**Text segment**:
——

Note that, $PQ=QR\ne RP$

Hence, the provided points are the vertices of an isosceles triangle.

(ii) $\left( \mathbf{0},\mathbf{7},\mathbf{10} \right),\left( -\mathbf{1},\mathbf{6},\mathbf{6} \right)$ and $\left( -\mathbf{4},\mathbf{9},\mathbf{6} \right)$ are the vertices of a right-angled triangle.

Ans: Recall that, according to the Pythagorean theorem, a triangle is said to be a right-angled if the sum of the squares of two sides equal to the square of the third side.

Now, let the given points are $P\left( 0,7,-10 \right)$, $Q\left( 1,6,-6 \right)$ and $R\left( 4,9,-6 \right)$.

Then, $PQ=\sqrt{{{\left( 1-0 \right)}^{2}}+{{\left( 6-7 \right)}^{2}}+{{\left( -6+10 \right)}^{2}}}$

$=\sqrt{{{1}^{2}}+{{\left( -1 \right)}^{2}}+{{4}^{2}}}$

$=\sqrt{1+1+16}$ 

$ =\sqrt{18}$ 

$=3\sqrt{2}$ units.

$ QR=\sqrt{{{\left( 4-1 \right)}^{2}}+{{\left( 9-6 \right)}^{2}}+{{\left( -6+6 \right)}^{2}}}$ 

$ =\sqrt{{{3}^{2}}+{{3}^{2}}+{{0}^{2}}} $ 

$ =\sqrt{9+9} $ 

$ =\sqrt{18} $ 

$=3\sqrt{2}$ units

Also, $RP=\sqrt{{{\left( 0-4 \right)}^{2}}+{{\left( 7-9 \right)}^{2}}+{{\left( -10+6 \right)}^{2}}}$

$=\sqrt{{{\left( -4 \right)}^{2}}+{{\left( -2 \right)}^{2}}+{{\left( -4 \right)}^{2}}}$

$ =\sqrt{16+4+16}$ 

$=\sqrt{36}$

$=6$ units.

——

**Provided data**:
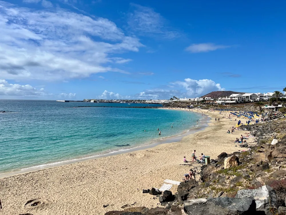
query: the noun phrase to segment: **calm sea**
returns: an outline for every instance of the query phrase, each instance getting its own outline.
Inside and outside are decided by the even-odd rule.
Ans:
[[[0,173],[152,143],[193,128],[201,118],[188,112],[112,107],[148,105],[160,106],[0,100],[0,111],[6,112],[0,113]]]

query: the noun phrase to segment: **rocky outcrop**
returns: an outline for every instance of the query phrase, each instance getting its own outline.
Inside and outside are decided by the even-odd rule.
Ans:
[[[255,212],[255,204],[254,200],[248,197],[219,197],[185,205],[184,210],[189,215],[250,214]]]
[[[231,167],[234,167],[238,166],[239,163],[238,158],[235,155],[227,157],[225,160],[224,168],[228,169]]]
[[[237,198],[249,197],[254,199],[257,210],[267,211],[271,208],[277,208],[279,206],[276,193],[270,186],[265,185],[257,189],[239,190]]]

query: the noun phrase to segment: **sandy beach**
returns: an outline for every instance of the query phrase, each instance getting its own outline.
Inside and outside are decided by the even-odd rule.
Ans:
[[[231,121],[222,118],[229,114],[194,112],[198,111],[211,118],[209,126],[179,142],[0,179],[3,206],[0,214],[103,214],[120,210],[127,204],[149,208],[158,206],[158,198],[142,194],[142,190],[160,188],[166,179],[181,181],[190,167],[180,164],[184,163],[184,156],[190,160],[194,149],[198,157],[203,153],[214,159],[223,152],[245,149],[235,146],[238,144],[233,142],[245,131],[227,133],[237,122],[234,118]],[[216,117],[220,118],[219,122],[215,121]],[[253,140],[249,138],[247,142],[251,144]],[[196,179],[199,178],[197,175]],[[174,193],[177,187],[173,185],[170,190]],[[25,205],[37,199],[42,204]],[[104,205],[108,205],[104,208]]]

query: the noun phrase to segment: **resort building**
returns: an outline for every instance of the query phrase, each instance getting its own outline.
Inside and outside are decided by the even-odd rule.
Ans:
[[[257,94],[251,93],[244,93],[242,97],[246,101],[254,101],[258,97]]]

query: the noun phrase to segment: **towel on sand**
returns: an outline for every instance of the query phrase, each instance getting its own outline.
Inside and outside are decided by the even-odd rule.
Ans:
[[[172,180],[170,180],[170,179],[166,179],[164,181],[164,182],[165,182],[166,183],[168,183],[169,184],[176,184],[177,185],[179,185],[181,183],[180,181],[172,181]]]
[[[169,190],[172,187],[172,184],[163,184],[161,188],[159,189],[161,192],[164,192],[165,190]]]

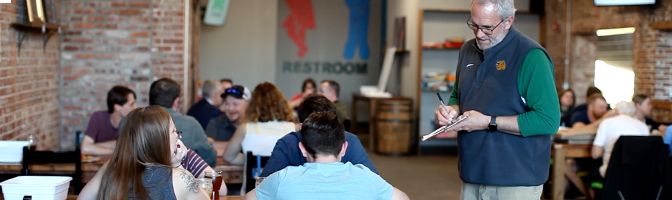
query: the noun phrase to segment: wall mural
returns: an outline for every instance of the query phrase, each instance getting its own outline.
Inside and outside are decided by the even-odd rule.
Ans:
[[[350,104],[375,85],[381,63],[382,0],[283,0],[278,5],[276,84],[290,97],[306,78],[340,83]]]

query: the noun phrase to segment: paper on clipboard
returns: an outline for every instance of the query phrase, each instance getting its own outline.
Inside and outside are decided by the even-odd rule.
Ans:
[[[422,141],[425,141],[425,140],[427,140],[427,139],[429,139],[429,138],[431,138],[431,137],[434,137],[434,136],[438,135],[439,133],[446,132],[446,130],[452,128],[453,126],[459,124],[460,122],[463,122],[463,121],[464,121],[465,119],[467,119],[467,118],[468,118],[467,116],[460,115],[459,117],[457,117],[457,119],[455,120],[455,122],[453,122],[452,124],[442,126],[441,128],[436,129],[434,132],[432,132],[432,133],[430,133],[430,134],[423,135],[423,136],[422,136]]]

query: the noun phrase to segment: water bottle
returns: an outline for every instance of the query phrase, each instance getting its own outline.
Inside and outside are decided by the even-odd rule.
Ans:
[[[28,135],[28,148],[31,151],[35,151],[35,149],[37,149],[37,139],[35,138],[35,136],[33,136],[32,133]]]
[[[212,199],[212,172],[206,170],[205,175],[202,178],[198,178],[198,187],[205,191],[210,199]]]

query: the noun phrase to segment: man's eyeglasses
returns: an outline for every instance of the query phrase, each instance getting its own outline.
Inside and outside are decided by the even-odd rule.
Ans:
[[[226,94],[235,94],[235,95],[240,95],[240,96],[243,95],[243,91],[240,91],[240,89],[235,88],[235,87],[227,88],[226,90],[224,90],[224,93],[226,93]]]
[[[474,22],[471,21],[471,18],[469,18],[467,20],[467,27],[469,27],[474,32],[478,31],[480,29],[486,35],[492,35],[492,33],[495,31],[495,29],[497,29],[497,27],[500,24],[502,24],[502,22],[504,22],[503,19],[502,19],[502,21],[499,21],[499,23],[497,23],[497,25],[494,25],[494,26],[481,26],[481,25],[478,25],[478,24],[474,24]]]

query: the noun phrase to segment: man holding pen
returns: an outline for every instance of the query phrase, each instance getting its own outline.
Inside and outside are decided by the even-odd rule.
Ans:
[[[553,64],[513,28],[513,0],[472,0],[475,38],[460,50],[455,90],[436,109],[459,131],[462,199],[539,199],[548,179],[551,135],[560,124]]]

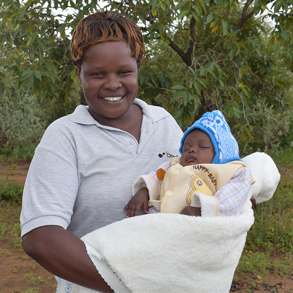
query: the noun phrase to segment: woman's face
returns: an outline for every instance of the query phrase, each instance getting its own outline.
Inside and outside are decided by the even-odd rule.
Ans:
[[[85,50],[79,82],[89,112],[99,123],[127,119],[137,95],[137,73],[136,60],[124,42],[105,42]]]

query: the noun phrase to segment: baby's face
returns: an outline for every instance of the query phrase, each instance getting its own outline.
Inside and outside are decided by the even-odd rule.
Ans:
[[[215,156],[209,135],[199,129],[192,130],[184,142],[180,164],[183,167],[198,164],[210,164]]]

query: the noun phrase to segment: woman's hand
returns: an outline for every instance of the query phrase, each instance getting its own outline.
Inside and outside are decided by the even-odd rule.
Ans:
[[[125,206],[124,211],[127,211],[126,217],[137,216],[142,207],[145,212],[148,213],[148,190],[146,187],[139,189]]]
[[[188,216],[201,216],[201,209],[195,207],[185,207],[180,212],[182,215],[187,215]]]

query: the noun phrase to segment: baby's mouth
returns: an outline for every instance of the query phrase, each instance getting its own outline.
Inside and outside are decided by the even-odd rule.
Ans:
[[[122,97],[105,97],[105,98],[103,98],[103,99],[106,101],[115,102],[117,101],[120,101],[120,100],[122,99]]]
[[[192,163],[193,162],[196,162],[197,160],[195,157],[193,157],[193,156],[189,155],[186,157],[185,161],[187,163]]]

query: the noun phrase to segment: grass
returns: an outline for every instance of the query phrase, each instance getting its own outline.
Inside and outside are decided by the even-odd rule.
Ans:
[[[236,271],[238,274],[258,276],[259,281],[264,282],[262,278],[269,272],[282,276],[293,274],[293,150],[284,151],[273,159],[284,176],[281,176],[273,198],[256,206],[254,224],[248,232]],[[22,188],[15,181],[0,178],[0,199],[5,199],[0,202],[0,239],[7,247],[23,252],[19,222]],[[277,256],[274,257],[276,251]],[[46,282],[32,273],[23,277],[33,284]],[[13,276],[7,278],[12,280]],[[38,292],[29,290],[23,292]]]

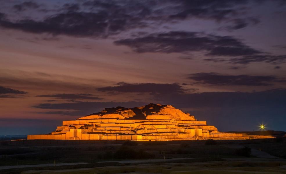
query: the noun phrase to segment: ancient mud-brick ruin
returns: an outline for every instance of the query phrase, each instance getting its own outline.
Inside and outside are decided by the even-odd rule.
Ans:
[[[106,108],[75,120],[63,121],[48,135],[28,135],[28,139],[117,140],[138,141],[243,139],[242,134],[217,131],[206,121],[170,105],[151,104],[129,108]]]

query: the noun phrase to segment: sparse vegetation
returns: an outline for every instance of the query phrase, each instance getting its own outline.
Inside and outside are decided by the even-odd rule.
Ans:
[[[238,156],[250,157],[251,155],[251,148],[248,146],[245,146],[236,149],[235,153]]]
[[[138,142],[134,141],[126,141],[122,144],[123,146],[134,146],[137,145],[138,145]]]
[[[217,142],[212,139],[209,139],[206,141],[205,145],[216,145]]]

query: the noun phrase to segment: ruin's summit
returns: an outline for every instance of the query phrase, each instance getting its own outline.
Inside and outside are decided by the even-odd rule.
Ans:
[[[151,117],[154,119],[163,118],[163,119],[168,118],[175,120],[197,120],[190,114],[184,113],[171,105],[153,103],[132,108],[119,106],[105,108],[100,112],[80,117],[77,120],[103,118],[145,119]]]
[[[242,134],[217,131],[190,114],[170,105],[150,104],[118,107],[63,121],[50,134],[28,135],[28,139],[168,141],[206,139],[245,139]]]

——

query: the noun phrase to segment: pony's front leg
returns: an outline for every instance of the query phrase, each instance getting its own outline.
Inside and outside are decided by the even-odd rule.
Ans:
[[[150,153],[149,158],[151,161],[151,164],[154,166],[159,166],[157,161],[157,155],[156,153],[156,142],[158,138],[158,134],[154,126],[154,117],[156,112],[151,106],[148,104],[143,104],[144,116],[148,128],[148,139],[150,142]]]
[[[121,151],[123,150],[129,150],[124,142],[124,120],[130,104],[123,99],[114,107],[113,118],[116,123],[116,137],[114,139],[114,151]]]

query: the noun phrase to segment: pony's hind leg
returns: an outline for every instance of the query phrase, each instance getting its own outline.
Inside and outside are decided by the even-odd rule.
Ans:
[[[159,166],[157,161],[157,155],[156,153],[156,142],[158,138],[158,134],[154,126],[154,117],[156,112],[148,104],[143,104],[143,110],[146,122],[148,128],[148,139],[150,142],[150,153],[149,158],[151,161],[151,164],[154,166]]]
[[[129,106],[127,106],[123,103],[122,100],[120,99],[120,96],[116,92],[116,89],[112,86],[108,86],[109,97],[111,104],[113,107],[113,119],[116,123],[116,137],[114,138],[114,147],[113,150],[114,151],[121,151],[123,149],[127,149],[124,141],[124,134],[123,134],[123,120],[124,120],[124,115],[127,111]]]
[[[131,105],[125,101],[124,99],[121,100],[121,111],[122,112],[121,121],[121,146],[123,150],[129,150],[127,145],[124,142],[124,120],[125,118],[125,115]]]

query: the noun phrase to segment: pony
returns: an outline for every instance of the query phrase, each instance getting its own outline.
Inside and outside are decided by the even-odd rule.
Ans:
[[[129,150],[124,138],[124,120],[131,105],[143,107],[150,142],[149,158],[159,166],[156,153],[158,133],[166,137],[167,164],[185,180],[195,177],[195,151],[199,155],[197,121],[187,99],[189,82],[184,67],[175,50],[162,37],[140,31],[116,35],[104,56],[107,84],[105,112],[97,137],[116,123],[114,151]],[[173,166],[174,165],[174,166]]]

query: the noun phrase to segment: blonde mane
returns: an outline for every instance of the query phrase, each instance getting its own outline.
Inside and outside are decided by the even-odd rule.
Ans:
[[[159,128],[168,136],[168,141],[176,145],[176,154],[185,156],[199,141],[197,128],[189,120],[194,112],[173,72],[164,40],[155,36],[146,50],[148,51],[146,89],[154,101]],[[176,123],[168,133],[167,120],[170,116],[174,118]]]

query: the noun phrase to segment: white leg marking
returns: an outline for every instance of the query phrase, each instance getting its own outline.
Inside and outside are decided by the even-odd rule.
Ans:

——

**What is being asked**: Can you print the portion of the triangle solution that begins at the words "Note that, $PQ=QR\ne" and stops after "the third side."?

**Task answer**:
Note that, $PQ=QR\ne RP$

Hence, the provided points are the vertices of an isosceles triangle.

(ii) $\left( \mathbf{0},\mathbf{7},\mathbf{10} \right),\left( -\mathbf{1},\mathbf{6},\mathbf{6} \right)$ and $\left( -\mathbf{4},\mathbf{9},\mathbf{6} \right)$ are the vertices of a right-angled triangle.

Ans: Recall that, according to the Pythagorean theorem, a triangle is said to be a right-angled if the sum of the squares of two sides equal to the square of the third side.